**Task 1:**
List every function or method mentioned by name in the WAV-writing discussion below.

**Selected passage:**

↓

To clarify, having a long-running process that writes the file in one go is not an option for you?

Unfortunately it's not an option because the data would be multiple GB and it has to run as a 32-bit process (and the rest of the application already uses a lot of RAM). And the stream session length doesn't have an upper bound, and it should be possible to run this for a long time (even days) with constant RAM usage..

But this append function would be perfect for this :)
I think it would make sense to add it, because it would be useful for other types of applications with similar use cases, too.
And it would make sense to also add a convenience method like create that opens a file and wraps in in a BufWriter..

Btw, I'm also concerned about losing already written wav data when the application crashes after some samples were written before the writer was finalized to write the header..
E.g. let's say the application was running for an hour, wrote an hour of wav samples but since it keeps the WavWriter around, it's not finalized so the header hasn't been updated, and then it crashes, leaving the wav file in an inconsistent state, and the hour of wav samples not reflected in the header..
To avoid this, would you recommend finalizing the writer and re-opening the file on every append (every few seconds), or would it be inefficient?
Maybe it also makes sense to allow calling finalize_internal() from user code, so that there is a way to update the header without consuming the writer? (Then finalize_internal() would have to seek back to the end after writing, and have a different name.)

↑

**Dataset records:**
↓

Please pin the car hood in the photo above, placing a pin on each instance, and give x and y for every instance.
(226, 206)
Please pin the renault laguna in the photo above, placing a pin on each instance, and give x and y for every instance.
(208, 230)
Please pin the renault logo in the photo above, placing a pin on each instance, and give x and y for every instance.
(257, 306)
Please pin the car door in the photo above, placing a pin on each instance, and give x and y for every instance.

↑
↓

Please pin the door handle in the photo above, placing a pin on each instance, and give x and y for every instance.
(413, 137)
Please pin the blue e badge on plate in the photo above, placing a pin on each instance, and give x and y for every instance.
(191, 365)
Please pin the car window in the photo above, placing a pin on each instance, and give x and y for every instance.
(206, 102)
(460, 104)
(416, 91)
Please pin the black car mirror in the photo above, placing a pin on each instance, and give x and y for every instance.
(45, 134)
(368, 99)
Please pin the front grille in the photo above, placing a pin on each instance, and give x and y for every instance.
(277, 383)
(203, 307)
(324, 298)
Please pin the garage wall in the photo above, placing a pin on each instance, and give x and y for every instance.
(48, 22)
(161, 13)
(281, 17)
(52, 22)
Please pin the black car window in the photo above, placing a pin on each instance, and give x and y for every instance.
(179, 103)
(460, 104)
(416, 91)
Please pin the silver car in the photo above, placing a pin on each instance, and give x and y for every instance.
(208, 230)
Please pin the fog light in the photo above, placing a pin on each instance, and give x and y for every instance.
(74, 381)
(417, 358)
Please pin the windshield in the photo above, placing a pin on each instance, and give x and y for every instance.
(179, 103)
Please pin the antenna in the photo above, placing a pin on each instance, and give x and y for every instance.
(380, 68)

↑

**Task 2:**
Reproduce the entries starting with the line containing "Please pin the car hood" and going on through the line containing "Please pin the car door".

**Written solution 1:**
append, create, finalize_internal()

**Written solution 2:**
Please pin the car hood in the photo above, placing a pin on each instance, and give x and y for every instance.
(226, 206)
Please pin the renault laguna in the photo above, placing a pin on each instance, and give x and y for every instance.
(208, 230)
Please pin the renault logo in the photo above, placing a pin on each instance, and give x and y for every instance.
(257, 306)
Please pin the car door in the photo above, placing a pin on each instance, and give x and y for every instance.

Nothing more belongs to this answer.